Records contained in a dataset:
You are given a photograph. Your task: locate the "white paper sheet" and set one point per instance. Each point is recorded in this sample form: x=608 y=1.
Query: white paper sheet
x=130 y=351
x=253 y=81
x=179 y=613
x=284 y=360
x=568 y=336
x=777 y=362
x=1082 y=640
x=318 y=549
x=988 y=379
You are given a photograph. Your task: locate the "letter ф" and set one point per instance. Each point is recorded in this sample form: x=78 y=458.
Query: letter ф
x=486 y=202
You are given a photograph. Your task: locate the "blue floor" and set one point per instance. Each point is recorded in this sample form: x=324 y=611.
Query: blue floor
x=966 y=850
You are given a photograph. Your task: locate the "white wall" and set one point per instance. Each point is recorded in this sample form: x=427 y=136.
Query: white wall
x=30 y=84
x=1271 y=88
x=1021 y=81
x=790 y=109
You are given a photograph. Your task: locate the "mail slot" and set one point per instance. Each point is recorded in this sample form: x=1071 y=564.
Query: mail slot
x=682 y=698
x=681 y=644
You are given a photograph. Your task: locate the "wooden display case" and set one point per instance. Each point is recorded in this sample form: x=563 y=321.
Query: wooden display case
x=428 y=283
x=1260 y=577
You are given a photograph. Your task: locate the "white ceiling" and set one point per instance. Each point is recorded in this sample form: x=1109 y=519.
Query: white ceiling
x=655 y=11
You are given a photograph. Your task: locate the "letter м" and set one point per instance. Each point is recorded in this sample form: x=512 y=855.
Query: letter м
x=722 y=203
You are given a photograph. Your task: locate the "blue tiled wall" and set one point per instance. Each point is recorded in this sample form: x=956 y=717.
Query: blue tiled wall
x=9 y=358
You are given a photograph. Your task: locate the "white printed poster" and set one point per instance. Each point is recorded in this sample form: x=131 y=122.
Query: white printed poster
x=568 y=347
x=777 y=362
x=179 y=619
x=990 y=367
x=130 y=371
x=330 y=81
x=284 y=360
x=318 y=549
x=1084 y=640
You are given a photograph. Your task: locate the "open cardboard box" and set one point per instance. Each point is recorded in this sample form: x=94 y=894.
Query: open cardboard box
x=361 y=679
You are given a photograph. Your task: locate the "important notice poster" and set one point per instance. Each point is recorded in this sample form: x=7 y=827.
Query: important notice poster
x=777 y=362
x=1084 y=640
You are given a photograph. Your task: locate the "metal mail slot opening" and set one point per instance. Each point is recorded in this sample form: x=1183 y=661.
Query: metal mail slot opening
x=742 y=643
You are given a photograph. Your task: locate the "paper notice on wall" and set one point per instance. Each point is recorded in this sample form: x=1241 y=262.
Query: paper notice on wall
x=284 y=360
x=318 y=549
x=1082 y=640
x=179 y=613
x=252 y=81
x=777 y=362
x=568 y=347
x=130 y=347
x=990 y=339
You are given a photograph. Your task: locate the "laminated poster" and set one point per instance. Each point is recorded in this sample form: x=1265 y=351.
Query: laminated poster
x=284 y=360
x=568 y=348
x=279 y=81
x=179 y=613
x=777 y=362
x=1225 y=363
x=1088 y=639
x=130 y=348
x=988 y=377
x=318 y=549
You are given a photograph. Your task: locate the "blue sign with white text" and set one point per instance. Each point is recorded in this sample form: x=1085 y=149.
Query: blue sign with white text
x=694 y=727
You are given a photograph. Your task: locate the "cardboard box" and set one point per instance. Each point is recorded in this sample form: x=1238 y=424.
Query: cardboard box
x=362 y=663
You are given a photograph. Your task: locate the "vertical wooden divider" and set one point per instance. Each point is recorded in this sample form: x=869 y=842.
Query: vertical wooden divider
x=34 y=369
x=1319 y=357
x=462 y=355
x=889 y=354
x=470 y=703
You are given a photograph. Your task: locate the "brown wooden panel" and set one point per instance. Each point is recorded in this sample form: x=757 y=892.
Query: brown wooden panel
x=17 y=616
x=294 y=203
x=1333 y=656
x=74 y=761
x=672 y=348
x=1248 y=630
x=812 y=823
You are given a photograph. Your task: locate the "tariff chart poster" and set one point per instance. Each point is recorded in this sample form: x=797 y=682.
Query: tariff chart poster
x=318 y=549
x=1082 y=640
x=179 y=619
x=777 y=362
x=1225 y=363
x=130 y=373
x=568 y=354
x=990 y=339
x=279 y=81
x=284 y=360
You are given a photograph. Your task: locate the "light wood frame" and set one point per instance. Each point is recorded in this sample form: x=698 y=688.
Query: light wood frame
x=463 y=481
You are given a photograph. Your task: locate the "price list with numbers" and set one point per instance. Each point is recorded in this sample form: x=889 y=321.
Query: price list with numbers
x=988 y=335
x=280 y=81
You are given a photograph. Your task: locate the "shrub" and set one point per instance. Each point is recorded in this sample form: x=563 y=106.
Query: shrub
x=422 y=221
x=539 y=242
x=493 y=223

Exercise requirements
Transcribe each entry above exactly as it reads.

Solution
You are given a photograph. Your task: locate the "white paper sheet" and set one point per instance. Each point is recorded in this sample form: x=608 y=1.
Query: white paper sheet
x=130 y=351
x=253 y=81
x=179 y=613
x=284 y=360
x=568 y=336
x=777 y=362
x=1082 y=640
x=318 y=549
x=988 y=379
You are given a photograph. Your task: locate the "letter ф" and set one point per instance. Each point is recorded in this sample form: x=78 y=458.
Query: letter ф
x=486 y=202
You are given a photograph. Your task: locate the "blue floor" and set one point per instance. Each point is recorded in this sample form: x=324 y=611.
Query: blue floor
x=966 y=850
You are given a photograph. Your task: locate the "white wall" and set one point per instance. Each point is recorded in this sample form: x=427 y=136.
Query: white wall
x=30 y=84
x=1271 y=88
x=1021 y=81
x=790 y=109
You are given a photograph. Your task: locate the "mail slot" and set one point per instance. Each point is recorded in this sample form: x=1071 y=564.
Query: mail slot
x=682 y=698
x=681 y=644
You are given a photograph. Your task: locate the "wooden display case" and set one point per instance. Each point is recorded in this sample form: x=563 y=321.
Query: wooden display case
x=428 y=283
x=1260 y=577
You are given a photograph. Your task: locate the "white ceiling" and set one point per instance. Each point is recorded in this sample form: x=1109 y=519.
Query: white ceiling
x=655 y=11
You are given a photograph. Your task: locate the "letter м" and set one point per instance. Each point is recorded in this sample form: x=512 y=855.
Query: letter м
x=722 y=203
You are given a photograph. Your task: locate the "blue tiled wall" and set one point per instance. Each point is recorded in this sample form: x=956 y=717.
Query: blue tiled wall
x=9 y=358
You are given a photograph. Your task: locate the "white printed poster" and set one point per instance. Each point is recorded in this sample form: x=131 y=122.
Query: white printed poster
x=568 y=347
x=777 y=362
x=179 y=619
x=990 y=367
x=130 y=371
x=330 y=81
x=284 y=360
x=318 y=549
x=1084 y=640
You are given a photograph. Your task: locate the "open cardboard box" and set one point per instance. Each point is recorded in this sample form: x=94 y=894.
Query: open cardboard box
x=361 y=679
You are given a photograph. Your task: locate the "important notice poster" and set one point per instance. Each point is recorded in this sample form: x=7 y=827.
Query: important notice poster
x=777 y=362
x=1084 y=640
You are given a photograph. Your task: locate the "metal mail slot opening" and set one point per instance. Each point is recorded in this sample form: x=1183 y=661.
Query: metal mail slot opening
x=742 y=643
You are given a photograph. Your task: locate the "paper notice on wall" and set one point per instance. Each point is recorded in this sample form: x=1241 y=262.
Query: paper notice on wall
x=284 y=360
x=318 y=549
x=1082 y=640
x=179 y=613
x=252 y=81
x=777 y=362
x=568 y=347
x=130 y=347
x=990 y=339
You are given a photograph. Your task: locate the "laminated poster" and set one point per instance. Each point is recorded in this sample form: x=1265 y=351.
Query: laminated poster
x=284 y=360
x=568 y=348
x=279 y=81
x=179 y=613
x=777 y=362
x=1225 y=363
x=1088 y=639
x=130 y=348
x=988 y=377
x=318 y=549
You are given a photograph. Your task: locate the "blue sign with white text" and set one point per instance. Each point is recorded in this sample form: x=1085 y=149.
Query: blue sign with white text
x=694 y=727
You are given a photograph. Your task: locate the "cardboard box" and set one point per instance. Each point is recorded in this sample form: x=1238 y=424.
Query: cardboard box
x=362 y=663
You are given a photograph. Your task: locate the "vertical wooden divider" and set one point per instance. Each point is recorded in this sample form: x=869 y=842.
Query: vertical wooden divider
x=34 y=369
x=1319 y=357
x=462 y=355
x=889 y=354
x=470 y=703
You are given a photograph. Your task: locate the "brown wooden panel" and set one point per instance. Each point is recorded in this sample form: x=757 y=892.
Query: brown wooden panel
x=17 y=616
x=294 y=203
x=1333 y=656
x=74 y=761
x=672 y=348
x=1248 y=630
x=812 y=823
You are given a photograph. Your task: locate the "tariff chart poster" and set one point per instance. Each point is recorded in this sample form: x=797 y=682.
Query: tariff chart poster
x=318 y=549
x=1082 y=640
x=179 y=619
x=777 y=362
x=1225 y=363
x=130 y=373
x=568 y=354
x=990 y=339
x=279 y=81
x=284 y=360
You are given a photograph. Your task: locate the "light wood frame" and set one point per instance. Each point is recorded in this sample form: x=698 y=688.
Query: light wood frame
x=463 y=481
You are given a photograph. Your task: locate the "price list with numbers" and set one point per instance. Each point is recorded in this sample form: x=889 y=321.
Query: price list with numbers
x=988 y=335
x=280 y=81
You are given a photograph. Your task: locate the "shrub" and set one point per instance. Each point is recorded in this sample form: x=563 y=106.
Query: shrub
x=422 y=221
x=539 y=242
x=493 y=223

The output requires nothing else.